■ Goal of the exercise
Your answer must contain only the lines from the one containing "ok so i need the box for the bush" through the end of the entries below, reproduced character for character.

■ Provided records
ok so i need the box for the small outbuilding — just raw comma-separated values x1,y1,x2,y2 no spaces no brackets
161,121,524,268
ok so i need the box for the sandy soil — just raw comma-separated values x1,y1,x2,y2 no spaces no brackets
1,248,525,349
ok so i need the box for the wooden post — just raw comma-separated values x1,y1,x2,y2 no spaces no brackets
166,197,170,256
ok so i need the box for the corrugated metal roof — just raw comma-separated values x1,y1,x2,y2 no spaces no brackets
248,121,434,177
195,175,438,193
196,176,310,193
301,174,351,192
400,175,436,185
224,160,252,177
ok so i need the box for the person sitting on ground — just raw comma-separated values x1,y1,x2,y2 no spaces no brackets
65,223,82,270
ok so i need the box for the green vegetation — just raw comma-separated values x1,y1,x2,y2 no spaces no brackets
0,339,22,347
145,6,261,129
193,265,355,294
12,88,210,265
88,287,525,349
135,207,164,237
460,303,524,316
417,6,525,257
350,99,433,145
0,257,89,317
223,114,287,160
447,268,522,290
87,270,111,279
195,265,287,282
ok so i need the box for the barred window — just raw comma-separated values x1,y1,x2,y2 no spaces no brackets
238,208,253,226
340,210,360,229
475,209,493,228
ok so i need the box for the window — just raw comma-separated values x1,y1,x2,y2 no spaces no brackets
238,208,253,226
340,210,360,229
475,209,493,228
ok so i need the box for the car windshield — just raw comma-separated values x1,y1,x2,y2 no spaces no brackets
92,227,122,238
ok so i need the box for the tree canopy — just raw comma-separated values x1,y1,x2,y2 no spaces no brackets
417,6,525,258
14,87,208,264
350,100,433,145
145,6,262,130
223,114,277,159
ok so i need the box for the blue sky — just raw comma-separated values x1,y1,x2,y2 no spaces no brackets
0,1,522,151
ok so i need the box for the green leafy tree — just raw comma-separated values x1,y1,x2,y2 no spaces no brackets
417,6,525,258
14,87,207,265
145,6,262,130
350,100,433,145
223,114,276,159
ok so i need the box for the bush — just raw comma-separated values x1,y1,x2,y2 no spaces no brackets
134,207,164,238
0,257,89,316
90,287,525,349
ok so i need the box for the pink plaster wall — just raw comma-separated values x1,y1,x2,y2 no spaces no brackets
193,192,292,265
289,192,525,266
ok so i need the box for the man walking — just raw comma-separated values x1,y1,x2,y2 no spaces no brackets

■ Reply
ok so i need the box for the bush — just raw comma-separated values x1,y1,x2,y2 no spaces no brackets
134,207,164,238
0,257,89,316
90,287,525,349
ok so i need the box for the pink plaster wall — just raw comma-separated values x1,y1,x2,y2 no spaces no brackets
193,192,292,265
289,192,525,266
ok so i need the box for the man walking — just raw comma-separated values x1,y1,x2,y2 no spaces no brackets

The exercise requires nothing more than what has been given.